_Action item:_ Only the lines below, from the one with "Target: rosefinch" through the one with "Task: Could you identify the blurred", are to be written out, exactly.

▽

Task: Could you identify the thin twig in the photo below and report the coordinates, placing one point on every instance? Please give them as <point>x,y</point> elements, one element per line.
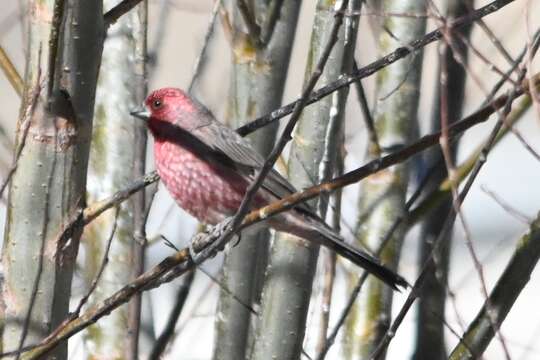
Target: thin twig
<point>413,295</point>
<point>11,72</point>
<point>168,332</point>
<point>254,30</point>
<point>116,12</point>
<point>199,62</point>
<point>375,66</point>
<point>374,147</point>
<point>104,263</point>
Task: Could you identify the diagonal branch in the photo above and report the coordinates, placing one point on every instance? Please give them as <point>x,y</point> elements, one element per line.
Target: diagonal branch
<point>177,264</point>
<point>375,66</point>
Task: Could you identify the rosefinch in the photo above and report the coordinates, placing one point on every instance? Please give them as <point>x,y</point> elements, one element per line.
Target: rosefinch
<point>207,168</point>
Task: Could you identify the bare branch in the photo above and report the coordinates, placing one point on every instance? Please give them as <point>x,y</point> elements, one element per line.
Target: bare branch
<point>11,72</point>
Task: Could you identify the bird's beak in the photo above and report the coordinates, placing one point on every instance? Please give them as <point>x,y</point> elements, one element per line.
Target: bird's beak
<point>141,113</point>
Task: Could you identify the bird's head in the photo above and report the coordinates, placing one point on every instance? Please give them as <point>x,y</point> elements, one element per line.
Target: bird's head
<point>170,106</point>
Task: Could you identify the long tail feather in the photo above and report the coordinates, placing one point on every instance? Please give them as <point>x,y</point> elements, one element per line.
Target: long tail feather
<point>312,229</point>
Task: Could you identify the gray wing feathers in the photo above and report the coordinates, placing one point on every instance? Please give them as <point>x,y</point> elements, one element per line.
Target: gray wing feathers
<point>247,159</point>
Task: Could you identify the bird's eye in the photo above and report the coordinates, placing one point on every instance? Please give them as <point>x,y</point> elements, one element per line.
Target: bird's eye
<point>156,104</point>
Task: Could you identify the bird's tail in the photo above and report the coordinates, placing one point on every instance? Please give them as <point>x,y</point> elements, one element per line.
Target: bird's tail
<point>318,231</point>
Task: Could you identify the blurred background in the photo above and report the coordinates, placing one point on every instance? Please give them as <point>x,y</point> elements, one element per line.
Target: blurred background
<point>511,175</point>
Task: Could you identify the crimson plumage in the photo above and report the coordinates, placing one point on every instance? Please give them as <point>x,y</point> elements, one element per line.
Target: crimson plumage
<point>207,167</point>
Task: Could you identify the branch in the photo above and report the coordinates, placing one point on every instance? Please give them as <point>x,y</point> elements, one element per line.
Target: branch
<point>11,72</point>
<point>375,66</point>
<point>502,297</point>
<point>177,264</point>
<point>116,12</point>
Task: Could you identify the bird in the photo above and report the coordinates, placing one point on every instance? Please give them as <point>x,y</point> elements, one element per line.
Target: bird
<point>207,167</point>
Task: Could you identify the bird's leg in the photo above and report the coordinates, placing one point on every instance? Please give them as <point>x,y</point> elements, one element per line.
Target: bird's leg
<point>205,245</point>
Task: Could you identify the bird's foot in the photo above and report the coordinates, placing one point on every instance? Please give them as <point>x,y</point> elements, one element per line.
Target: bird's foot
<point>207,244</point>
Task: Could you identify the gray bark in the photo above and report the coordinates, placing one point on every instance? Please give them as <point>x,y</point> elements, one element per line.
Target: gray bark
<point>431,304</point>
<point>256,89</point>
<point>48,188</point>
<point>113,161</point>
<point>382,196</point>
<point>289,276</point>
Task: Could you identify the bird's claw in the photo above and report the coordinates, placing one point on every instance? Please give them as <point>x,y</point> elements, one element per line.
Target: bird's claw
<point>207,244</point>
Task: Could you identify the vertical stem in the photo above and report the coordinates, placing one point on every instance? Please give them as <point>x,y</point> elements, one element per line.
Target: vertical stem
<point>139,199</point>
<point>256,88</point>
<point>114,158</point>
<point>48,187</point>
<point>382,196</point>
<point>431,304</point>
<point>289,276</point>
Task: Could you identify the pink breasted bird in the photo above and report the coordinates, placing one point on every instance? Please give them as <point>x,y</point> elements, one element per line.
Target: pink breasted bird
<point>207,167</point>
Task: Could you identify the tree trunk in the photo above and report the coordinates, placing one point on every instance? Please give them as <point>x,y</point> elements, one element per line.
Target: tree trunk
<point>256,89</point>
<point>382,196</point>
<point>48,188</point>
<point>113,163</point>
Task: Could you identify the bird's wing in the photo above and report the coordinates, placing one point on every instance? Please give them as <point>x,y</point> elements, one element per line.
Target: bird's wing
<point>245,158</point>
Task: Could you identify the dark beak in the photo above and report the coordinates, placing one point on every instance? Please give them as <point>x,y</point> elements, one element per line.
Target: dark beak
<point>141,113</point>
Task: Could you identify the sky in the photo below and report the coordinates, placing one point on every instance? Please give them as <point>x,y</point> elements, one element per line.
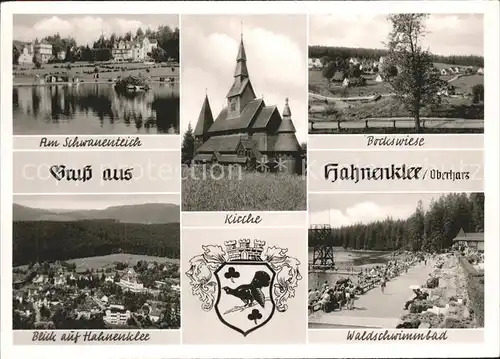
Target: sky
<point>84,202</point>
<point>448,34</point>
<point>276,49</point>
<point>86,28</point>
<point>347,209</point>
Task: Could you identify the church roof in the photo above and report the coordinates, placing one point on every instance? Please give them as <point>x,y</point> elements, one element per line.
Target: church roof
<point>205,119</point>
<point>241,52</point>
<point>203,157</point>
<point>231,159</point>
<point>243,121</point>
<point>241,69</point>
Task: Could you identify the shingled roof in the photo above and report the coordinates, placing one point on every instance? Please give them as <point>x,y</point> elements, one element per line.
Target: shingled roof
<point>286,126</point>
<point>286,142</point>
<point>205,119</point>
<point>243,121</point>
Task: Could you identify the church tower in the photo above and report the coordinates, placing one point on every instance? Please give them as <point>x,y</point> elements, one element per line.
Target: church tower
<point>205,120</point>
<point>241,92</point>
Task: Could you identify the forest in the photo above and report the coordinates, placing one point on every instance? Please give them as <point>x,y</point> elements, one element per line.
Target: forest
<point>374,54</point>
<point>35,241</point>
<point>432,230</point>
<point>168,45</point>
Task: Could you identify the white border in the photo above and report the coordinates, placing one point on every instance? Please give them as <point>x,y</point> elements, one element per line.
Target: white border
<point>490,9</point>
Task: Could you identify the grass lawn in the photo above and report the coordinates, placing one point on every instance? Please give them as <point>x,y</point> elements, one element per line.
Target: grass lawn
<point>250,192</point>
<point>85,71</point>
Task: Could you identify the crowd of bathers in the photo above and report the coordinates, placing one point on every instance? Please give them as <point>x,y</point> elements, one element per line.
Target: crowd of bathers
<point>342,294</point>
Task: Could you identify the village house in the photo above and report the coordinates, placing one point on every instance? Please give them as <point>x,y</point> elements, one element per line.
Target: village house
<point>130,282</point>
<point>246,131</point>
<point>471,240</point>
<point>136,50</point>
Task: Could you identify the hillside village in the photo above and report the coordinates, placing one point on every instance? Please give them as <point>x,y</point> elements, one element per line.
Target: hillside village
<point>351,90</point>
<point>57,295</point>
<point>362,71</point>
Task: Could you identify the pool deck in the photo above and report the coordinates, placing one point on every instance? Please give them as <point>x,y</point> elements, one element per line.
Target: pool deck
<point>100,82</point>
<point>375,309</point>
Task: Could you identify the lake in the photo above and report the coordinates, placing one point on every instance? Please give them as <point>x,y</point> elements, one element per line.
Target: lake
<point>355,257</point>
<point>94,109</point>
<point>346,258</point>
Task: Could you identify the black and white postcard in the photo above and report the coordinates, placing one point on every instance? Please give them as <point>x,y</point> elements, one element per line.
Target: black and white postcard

△

_Final answer:_
Target: rosefinch
<point>207,168</point>
Task: Could you identify the bare branch in the photo above and report the coordinates, placing one point on every instance? Please give them as <point>x,y</point> elements, one element per line.
Target: bare branch
<point>11,72</point>
Task: Could you identify the bird's beak in the photo above and report the coordinates, placing one point on every instance? Please give them as <point>x,y</point> elements, one element per line.
Target: bird's beak
<point>141,113</point>
Task: Could you identify the bird's head in the photo above and report the coordinates, placing one point on every instance? Please give them as <point>x,y</point> elements, one element per line.
Target: bird's head
<point>170,106</point>
Task: Could you identify the long tail feather in the photo above and report the coordinates, placing one point on every instance? Please give them as <point>x,y</point> elements, one element per line.
Target: long tail feather
<point>312,229</point>
Task: Could you identify the gray wing feathers in the photo above and report the coordinates, placing one point on every instance? Please give them as <point>x,y</point> elements, one element per line.
Target: gray wing feathers
<point>247,159</point>
Task: Could you identify the bird's eye in the photo above and report the coordinates, placing one point on every instance? Please give them as <point>x,y</point> elements, one element per line.
Target: bird's eye
<point>156,104</point>
Task: Could you identify the bird's tail in the photo above and report the coordinates, placing one point on every instance? Please give them as <point>x,y</point> elements, one element per line.
Target: bird's tail
<point>318,231</point>
Task: Could you identify the blurred background in the photo above and report the coordinates, placing one point on every instance? Please give them as <point>x,y</point> elements, one element per line.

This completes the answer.